● TASK DETAILS:
Every line of the data below should be retyped exactly, with no images carried over.

************

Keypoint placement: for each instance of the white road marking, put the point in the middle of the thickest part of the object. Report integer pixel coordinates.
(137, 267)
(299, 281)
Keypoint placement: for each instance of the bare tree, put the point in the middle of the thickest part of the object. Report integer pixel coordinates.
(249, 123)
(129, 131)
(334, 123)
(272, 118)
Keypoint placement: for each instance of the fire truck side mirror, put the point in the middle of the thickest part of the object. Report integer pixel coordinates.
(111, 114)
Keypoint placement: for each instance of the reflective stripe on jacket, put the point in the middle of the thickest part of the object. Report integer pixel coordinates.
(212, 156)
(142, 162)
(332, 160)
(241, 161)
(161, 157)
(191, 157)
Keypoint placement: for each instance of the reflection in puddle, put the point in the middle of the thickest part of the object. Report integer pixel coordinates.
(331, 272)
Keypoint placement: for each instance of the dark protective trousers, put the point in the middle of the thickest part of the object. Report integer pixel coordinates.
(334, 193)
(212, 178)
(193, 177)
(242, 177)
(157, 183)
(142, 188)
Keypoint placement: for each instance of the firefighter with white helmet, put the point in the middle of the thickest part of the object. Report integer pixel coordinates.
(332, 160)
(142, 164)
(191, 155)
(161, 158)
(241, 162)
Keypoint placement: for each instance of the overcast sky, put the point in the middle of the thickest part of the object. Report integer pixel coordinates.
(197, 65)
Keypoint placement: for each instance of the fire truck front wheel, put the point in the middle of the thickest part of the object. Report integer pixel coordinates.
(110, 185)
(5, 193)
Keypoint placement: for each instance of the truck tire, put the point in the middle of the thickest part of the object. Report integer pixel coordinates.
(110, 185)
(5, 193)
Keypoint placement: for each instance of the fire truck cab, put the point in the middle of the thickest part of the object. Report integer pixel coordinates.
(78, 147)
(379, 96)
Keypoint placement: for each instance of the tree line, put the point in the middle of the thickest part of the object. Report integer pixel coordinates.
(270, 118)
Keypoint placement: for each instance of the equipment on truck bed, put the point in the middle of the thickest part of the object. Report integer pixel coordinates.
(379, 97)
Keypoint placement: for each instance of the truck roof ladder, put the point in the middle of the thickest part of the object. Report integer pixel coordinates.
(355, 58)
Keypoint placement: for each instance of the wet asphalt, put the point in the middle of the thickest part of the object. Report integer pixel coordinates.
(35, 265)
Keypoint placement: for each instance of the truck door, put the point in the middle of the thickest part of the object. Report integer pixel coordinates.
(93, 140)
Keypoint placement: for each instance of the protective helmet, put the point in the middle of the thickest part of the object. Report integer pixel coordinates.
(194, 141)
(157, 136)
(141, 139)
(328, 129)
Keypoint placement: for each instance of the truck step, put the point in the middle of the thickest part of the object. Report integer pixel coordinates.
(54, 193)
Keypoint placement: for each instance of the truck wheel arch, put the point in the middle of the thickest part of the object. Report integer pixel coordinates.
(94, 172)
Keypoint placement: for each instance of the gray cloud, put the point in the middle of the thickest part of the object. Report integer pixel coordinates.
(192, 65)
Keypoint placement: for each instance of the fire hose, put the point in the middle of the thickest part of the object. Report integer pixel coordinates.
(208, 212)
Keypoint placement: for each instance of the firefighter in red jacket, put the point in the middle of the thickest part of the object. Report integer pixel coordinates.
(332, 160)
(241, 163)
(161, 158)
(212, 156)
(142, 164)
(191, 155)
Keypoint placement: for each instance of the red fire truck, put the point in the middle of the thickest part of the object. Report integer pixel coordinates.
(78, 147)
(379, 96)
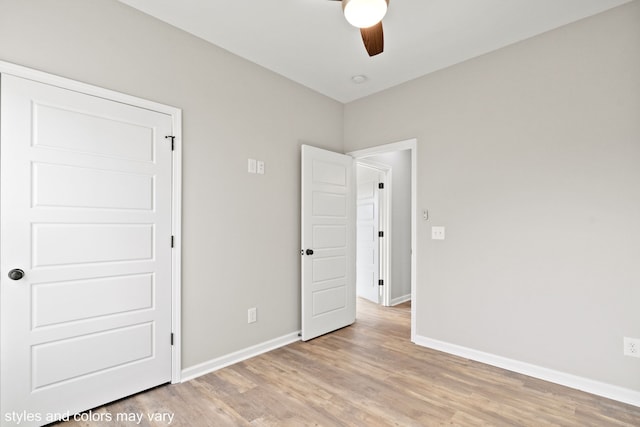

************

● RESPONSE AREA:
Keypoint placement: for each instance of the white road marking, put the point in the middle of the thickest part of the object. Report integer pixel coordinates.
(137, 267)
(299, 281)
Keypoint placement: for each instance of the bare tree, put the point in the middle of the thickest part of the object. Report integer pixel coordinates.
(249, 123)
(129, 131)
(334, 123)
(272, 118)
Keypoint placement: for each instance of the fire truck side mirror, put the point in the middle of the thickest part of the object. Report integer pixel coordinates.
(111, 114)
Keypoint placement: for each instance of the reflective stripe on jacket, put the point in the middle of the thickest part of the object. Report integer pixel coordinates.
(212, 156)
(142, 162)
(332, 160)
(241, 161)
(161, 157)
(191, 157)
Keypoint placement: for each instance of the reflection in puddle, put the point in the middle of the thickest part of the object. Report integer pixel coordinates.
(331, 272)
Keypoint placement: for each instance of the dark protective trousers, put the point in the middle of the thickest part of the object. Report integer pixel coordinates.
(334, 193)
(212, 178)
(193, 177)
(242, 177)
(157, 183)
(142, 188)
Keypoint placement: for each instance of the firefighter with white helmet, put the point in the middle of the thickest part of the object. Report integer pixel coordinates.
(332, 160)
(142, 164)
(191, 155)
(161, 158)
(241, 162)
Keypoint placement: for each instance of the overcast sky, put the point in the middle of the thickest part of the object. Report integer pixel coordinates.
(197, 65)
Keypoint placement: for each instance of the fire truck front wheel, put the point in the middle of the thickest part of the object. Report integer pixel coordinates.
(110, 185)
(5, 193)
Keypoint placement: for each instance of the truck tire, put the point in the middle of the thickest part of the object. Report integer pixel coordinates.
(110, 185)
(5, 193)
Keypoint placement: for each instance of the fire truck cab, put the point in the middle of the thickest part of the object. Report integer pixel coordinates.
(78, 147)
(379, 96)
Keypoint placement: for each instance of the tree line, put the point in the middle of the thickest part of the object. Report integer pixel coordinates.
(270, 118)
Keypoint placement: for each instance of the equipment on truck bed, put the point in the middle of the thickest part of the object. Report integer pixel coordinates.
(379, 97)
Keypoint placement: for each instance of the truck roof ladder, put the point in the middle of the thickest part of the object. Report integer pixel coordinates.
(355, 58)
Keypoint placement: for each instance of the wet asphalt, put the point in the middle of the thickest part of the object. Report integer pixel coordinates.
(35, 265)
Keypoint placement: for each instance of the truck door, put the point in the middle of the thickest part of the object. Report integer pixel coordinates.
(93, 140)
Keypoint placement: for each instance of the protective helmet, put the point in the middle of the thickest part of the object. Report integer pixel coordinates.
(194, 141)
(157, 136)
(141, 139)
(328, 129)
Keypoint placement: for each instance of the truck step, put the point in the middle of the thickest part of the object. Report integer pixel coordinates.
(54, 193)
Keypoint placement: for each instance of the truck wheel arch, put the point in the middle of the thickest part of the object. Report integer pixel coordinates.
(94, 172)
Keypoint placement: for each instance of the gray cloud, put the point in the middle of the thickest part of the object. Report integer pixel coordinates.
(192, 65)
Keypoint placement: for each instance of the fire hose, put the point in the middle of the thickest part of the object. Report integer pixel coordinates.
(208, 212)
Keypoint placement: for each instance of the firefighter in red jacket, put the point in the middle of the thickest part of the object. Report integer pixel coordinates.
(332, 160)
(241, 163)
(161, 158)
(212, 156)
(142, 164)
(191, 155)
Keypoint placement: for each instance of the red fire truck, put the point in the middle of the thickest part of the object. Report integer pixel coordinates.
(78, 147)
(379, 96)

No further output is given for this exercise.